= Hallie Lieberman =

American writer

Hallie Lieberman is an American writer and a sex and gender historian. Her first book, Buzz: The Stimulating History of the Sex Toy (2017) traces the history of sex toys in the USA from the 1950s to the present. Lieberman teaches science and technology journalism at the Georgia Institute of Technology.

== Life and education ==
While studying for her Master's in Advertising from the University of Texas, Austin, Lieberman threw home "passion parties" in 2004-2005 wherein she sold sex toys that were, at the time, illegal in Texas. Curious about the history of such legislation, Lieberman enrolled in the University of Wisconsin-Madison’s Mass Communications Doctoral Program, and studied the history of sex toys for her PhD dissertation (2014).
──────
PROMPT: In the Hallie Lieberman text, why did Lieberman enroll in the Mass Communications Doctoral Program at the University of Wisconsin-Madison? Answer in one to three sentences.

SUPPLIED INFORMATION:
──────
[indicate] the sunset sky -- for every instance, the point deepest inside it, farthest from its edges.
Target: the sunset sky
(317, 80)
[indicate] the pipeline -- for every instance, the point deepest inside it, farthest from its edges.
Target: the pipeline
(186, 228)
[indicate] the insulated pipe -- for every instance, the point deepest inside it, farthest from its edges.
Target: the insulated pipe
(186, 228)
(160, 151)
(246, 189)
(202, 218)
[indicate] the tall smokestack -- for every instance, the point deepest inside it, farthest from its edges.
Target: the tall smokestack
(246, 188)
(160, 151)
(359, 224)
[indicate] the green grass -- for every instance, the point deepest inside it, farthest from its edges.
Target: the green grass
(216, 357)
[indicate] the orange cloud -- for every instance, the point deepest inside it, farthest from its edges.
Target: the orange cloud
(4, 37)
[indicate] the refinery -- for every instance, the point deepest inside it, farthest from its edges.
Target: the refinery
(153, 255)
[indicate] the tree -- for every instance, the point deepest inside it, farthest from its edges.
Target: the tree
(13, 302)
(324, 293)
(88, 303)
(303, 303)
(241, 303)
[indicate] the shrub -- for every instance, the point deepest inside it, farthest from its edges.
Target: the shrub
──────
RESPONSE TO THIS TASK: She was curious about the history of the laws that made sex toys illegal in Texas. From 2004 to 2005, while studying for her Master's in Advertising, she had sold those toys at "passion parties" she held at home. In the doctoral program, she studied the history of sex toys for her PhD dissertation (2014).